Please rewrite the accounting notes, starting with "In accordance with ASC Topic 230, this" and going on through "the period incurred.", with "ASC Topic 230" changed to "ASC Topic 718" each time it occurs.

Passage given:
═══

The consolidated financial statements are presented in United States dollars. In accordance with ASC Topic 830, “Foreign Currency Translation”, foreign denominated monetary assets and liabilities are translated to their United States dollar equivalents using foreign exchange rates which prevailed at the balance sheet date. Non-monetary assets and liabilities are translated at exchange rates prevailing at the transaction date. Revenue and expenses are translated at average rates of exchange during the periods presented. Related translation adjustments are reported as a separate component of stockholder’s equity (deficit), whereas gains or losses resulting from foreign currency transactions are included in results of operations.
The Company expenses compensation (whether paid, accrued or in equity) as incurred. For the twelve (12) months ended August 31, 2012, the Company had compensation of $468,400 of which $384,500 was remitted as stock compensation; $33,900 was remitted as earned and $50,000 accrued.
The company expenses consulting and software development (including research and development) as incurred. The company has had consulting and software development expenses of $240,100 for the twelve (12) month period ended August 31, 2012 and $637,600 from inception (June 2, 2008) through August 31, 2012.
From time to time, the company does issue shares of its common stock for services and compensation. Accordingly, when common shares are issued, the company expenses the fair market value of the common shares at time of issuance. The Company has not adopted a stock option plan and has not granted any stock options.
In accordance with ASC Topic 230, this statement requires a public entity to expense the cost of employee services received in exchange for an award of equity instruments. This statement also provides guidance on valuing and expensing these awards, as well as disclosure requirements of these equity arrangements. The Company adopted ASC Topic 230 upon creation of the company and expenses share based costs in the period incurred.
Related parties, which can be a corporation, individual, investor or another entity are considered to be related if the party has the ability, directly or indirectly, to control the other party or exercise significant influence over the Company in making financial and operating decisions. Companies are also considered to be related if they are subject to common control or common significant influence. The Company has these relationships.
The Company has evaluated all the recent accounting pronouncements through August 31, 2012 and believes that none of them, including those not yet effective, will have a material effect on the financial position or results of operations of the Company.
FIRST LEVEL ENTERTAINMENT GROUP, INC.
(formerly SOUND KITCHEN ENTERTAINMENT GROUP, INC.)
(A DEVELOPMENT STAGE COMPANY)

═══

Saved entries:
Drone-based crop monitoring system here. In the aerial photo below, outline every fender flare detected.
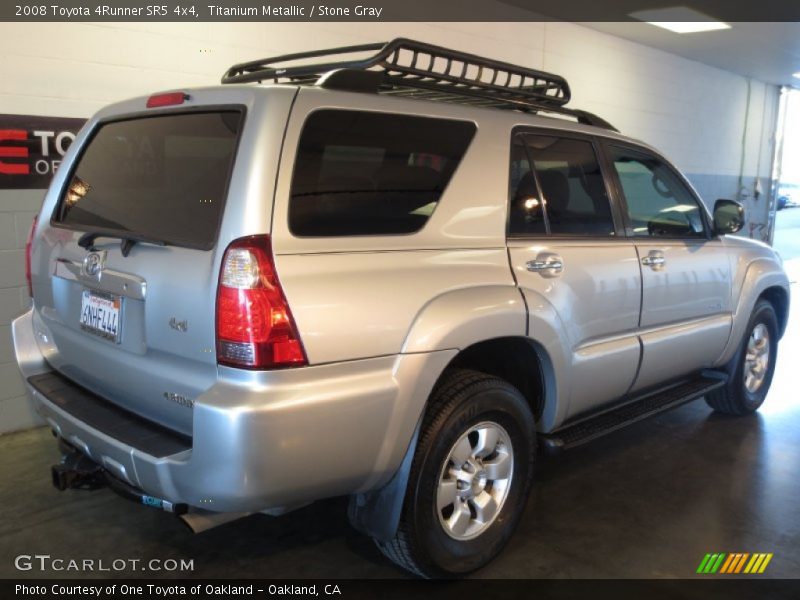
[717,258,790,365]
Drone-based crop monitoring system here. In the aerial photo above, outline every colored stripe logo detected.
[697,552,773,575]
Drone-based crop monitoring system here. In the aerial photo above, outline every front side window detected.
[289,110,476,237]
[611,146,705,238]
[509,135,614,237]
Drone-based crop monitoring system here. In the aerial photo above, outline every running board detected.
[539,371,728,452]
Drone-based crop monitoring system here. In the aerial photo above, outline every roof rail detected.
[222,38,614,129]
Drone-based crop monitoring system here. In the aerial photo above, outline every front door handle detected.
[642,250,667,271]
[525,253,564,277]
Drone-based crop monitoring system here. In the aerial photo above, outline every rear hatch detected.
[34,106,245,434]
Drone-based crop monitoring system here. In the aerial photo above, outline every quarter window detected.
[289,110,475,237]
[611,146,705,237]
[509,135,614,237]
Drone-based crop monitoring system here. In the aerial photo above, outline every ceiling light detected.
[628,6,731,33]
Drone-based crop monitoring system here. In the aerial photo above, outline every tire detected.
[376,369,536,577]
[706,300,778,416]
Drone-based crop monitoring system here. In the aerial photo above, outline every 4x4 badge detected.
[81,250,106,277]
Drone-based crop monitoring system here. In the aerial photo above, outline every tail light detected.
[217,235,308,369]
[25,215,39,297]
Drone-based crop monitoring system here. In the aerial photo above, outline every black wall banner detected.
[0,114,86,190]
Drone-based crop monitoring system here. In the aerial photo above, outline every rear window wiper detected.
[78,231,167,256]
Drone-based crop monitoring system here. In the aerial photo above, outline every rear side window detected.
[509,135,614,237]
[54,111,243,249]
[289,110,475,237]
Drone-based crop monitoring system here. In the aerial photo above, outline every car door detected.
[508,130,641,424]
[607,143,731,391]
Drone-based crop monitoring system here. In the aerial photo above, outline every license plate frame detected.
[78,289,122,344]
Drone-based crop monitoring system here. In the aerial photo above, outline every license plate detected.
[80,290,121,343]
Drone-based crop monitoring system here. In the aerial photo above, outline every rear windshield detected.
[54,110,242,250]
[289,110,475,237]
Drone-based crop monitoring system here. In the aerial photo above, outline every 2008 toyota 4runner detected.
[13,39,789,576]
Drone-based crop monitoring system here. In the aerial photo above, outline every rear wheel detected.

═══

Response:
In accordance with ASC Topic 718, this statement requires a public entity to expense the cost of employee services received in exchange for an award of equity instruments. This statement also provides guidance on valuing and expensing these awards, as well as disclosure requirements of these equity arrangements. The Company adopted ASC Topic 718 upon creation of the company and expenses share based costs in the period incurred.